• [RECORDS SUPPLIED]:
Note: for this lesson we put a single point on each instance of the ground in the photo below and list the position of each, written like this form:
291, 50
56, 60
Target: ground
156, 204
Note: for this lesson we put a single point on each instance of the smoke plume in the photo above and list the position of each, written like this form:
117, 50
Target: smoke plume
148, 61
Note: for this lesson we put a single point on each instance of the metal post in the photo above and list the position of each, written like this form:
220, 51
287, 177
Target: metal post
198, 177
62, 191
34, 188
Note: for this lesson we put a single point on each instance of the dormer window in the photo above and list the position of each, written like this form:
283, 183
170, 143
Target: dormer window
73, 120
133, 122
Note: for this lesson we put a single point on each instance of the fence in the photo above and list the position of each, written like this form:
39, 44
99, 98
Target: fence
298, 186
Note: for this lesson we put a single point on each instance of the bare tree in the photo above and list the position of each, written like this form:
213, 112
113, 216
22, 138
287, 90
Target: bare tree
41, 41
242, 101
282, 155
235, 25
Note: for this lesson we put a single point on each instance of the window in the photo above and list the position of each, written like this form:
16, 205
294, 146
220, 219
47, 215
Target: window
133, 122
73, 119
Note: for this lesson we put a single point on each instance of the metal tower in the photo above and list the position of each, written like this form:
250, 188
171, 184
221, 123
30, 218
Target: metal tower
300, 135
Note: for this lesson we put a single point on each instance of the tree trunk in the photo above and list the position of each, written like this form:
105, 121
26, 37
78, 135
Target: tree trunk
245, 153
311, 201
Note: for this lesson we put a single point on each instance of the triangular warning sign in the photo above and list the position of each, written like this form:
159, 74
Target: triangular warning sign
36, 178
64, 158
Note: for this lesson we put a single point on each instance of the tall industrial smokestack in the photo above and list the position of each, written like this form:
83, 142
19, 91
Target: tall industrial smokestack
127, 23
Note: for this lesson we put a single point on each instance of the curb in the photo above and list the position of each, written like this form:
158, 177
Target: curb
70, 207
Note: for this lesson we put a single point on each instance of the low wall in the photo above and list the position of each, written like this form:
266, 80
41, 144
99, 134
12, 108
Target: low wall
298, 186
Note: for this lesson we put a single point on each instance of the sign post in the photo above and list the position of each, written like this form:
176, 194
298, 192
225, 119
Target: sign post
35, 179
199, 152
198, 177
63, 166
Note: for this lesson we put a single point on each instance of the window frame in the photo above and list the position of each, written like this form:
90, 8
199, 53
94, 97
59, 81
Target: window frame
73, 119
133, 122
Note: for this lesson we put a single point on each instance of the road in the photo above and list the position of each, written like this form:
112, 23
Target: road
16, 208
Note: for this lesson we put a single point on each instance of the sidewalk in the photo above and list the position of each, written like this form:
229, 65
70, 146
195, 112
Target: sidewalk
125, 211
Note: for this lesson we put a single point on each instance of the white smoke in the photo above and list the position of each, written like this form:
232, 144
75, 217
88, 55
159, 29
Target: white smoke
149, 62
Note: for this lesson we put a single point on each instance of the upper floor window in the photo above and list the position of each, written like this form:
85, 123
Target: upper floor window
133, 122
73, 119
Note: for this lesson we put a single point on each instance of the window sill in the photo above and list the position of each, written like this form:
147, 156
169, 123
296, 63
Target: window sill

• [EXERCISE GOAL]: Repeat the material above exactly.

• [TASK RESPONSE]:
Note: for this lesson we put a single point on each instance of the ground in the photo below and list the position of each, written like this form:
291, 50
56, 60
Target: ground
156, 204
Note: for this lesson we put a single point on each instance of the smoke plume in the photo above and list the position of each, written like this form:
117, 50
Target: smoke plume
148, 61
Note: for this lesson we put a single point on each instance of the metal post in the photo above and list the position of each, written like this form:
220, 51
287, 177
Target: metal post
198, 177
62, 191
34, 188
Note: for this lesson we put a single point on each instance of the dormer window in the photo above and list the position of each, written like this form:
283, 183
170, 143
Target: dormer window
73, 120
133, 122
Note: for this lesson we put a single point on each instance of the fence in the photo above and list the position of each, written like this form:
39, 44
99, 98
Target: fence
298, 186
Note: for this lesson we put a single point on each instance of the bare tree in the photo above and list the position of each, written like this form:
213, 112
113, 216
22, 138
287, 90
Target: bare tree
41, 41
242, 101
282, 155
235, 25
Note: for this lesson we put a single point on each instance of the window in the photo above and list the position of each, written like this form:
16, 205
294, 146
220, 219
47, 215
Target: window
133, 122
73, 119
Note: for this lesson we put a single point on each instance of the metal tower in the photo above and list the position of each, written like this form:
250, 188
171, 184
221, 123
30, 218
Target: metal tower
300, 135
Note: for this lesson we put a single point on each instance of the tree trunk in the photo above and list the position of each, written like this form:
105, 121
26, 37
78, 135
Target: tree trunk
245, 153
311, 201
Note: for this lesson we put a single point on each instance of the triangular warning sign in the photo above and list the position of each, written like this form:
159, 74
Target: triangular warning sign
36, 178
64, 158
Note: for this lesson we put a single point on each instance of the tall industrial smokestack in the photo above and list the position of each, written like this form:
83, 142
19, 91
Target: tall industrial smokestack
127, 23
Note: for this lesson we put a single point on each instance of the curb in the photo above and list the position of each, written like this form:
158, 177
Target: curb
70, 207
Note: for this lesson we put a single point on each instance of the low wall in the photo above and list the position of each, written like this form:
266, 80
41, 144
99, 134
12, 108
Target: low wall
298, 186
Note: for this lesson we put a single point on each instance of the sign post in the photo above and list the position of each, written like this form:
176, 194
298, 192
225, 119
Target: sign post
35, 179
199, 152
198, 177
63, 166
Note: for this lesson we put a single point on each instance of the window frame in the photo above and list the position of each, written like this form:
90, 8
199, 53
94, 97
59, 81
Target: window frame
73, 119
133, 122
Note: for this lesson we put a single point on each instance of the road in the photo above and list the position of each, written like this form:
112, 23
Target: road
16, 208
Note: for this lesson we put a single point on each instance of the sidewalk in the photo above and list the position of each, written like this form:
229, 65
70, 146
195, 112
Target: sidewalk
125, 211
Note: for this lesson we put a single point on each instance of the white smoke in the photo above and list the position of each, written like this form:
232, 144
75, 217
88, 55
159, 29
Target: white smoke
149, 62
Note: for this lesson we put a single point on each instance of the upper floor window in the photo above and list the position of each, written like this form:
85, 123
Target: upper floor window
133, 122
73, 119
Note: for this lesson we put a single point on each instance of the window sill in the photo above and list the position of each, written like this form:
147, 156
169, 123
296, 63
Target: window sill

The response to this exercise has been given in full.